**Document segment**
------

I guess my main question is, is there any reason this couldn't work? Would I have such bad sagging that I would have trouble keeping the lower wires from touching each other? They will be spaced as closely as 6-7" at the bottom, for the sheep. Perhaps I would just need more closely-spaced line posts, but that's ok with me. 

Is there anything else I'm missing here? It seems a bit overkill to install this crazy, complicated, heavily-braced high-tension fence for a few animals who seem content to stay put and eat their grass. They've shown no desire to hurl themselves at the fence or anything.

One more relevant detail: I would like to use a couple of existing lines of mature trees as fence "posts" to allow the animals access to the treeline for shade, fodder, etc. I realize it will be a little trickier to get the spacing just right on the irregularly-shaped trees, but I don't mind spending the time on it.

------

**Extracted entries**
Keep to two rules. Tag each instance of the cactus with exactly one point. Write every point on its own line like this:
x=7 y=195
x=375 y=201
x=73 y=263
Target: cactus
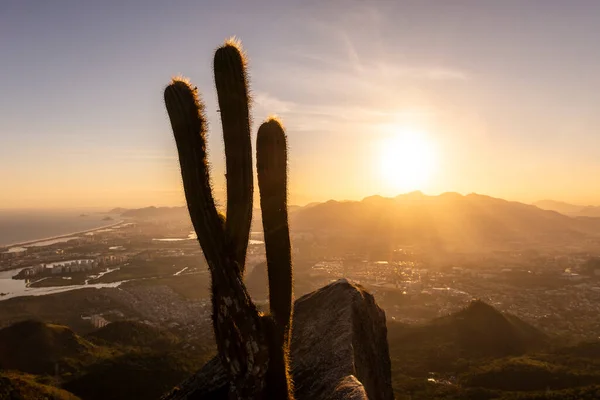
x=253 y=348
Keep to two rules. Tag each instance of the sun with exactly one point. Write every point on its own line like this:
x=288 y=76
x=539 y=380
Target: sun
x=407 y=160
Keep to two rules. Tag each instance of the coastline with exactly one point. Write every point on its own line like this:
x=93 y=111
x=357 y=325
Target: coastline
x=7 y=246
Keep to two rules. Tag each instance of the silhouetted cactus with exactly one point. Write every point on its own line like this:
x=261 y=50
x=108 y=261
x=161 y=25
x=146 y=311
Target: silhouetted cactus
x=252 y=347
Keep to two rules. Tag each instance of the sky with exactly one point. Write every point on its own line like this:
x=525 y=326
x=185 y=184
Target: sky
x=503 y=94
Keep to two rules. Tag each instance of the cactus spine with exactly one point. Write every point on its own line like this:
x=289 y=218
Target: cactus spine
x=252 y=347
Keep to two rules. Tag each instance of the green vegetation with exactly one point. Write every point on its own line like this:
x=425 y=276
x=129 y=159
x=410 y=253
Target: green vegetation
x=253 y=348
x=123 y=360
x=480 y=353
x=19 y=386
x=132 y=333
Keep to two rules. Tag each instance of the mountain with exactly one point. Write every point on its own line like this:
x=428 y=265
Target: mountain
x=17 y=386
x=39 y=348
x=559 y=206
x=477 y=332
x=132 y=333
x=123 y=360
x=569 y=209
x=449 y=221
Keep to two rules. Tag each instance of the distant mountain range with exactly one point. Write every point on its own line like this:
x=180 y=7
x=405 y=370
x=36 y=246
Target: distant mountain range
x=449 y=221
x=123 y=360
x=569 y=209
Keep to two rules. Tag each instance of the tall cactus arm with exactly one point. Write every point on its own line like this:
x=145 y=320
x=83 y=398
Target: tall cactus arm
x=232 y=90
x=186 y=113
x=271 y=156
x=242 y=346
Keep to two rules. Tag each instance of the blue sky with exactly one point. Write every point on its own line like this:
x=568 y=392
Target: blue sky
x=506 y=92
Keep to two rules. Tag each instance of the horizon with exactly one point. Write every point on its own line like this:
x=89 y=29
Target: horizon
x=426 y=104
x=221 y=202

------

Please condense the paragraph beginning "One more relevant detail" in the fence post into a short bulleted list that keeps its main facts.

**Answer for this exercise**
- Plan: use a couple of existing lines of mature trees as fence "posts."
- Purpose: give the animals access to the treeline for shade, fodder, and similar needs.
- Challenge: the irregular shapes of the trees make correct wire spacing a little trickier.
- Attitude: the writer doesn't mind spending the time to get it right.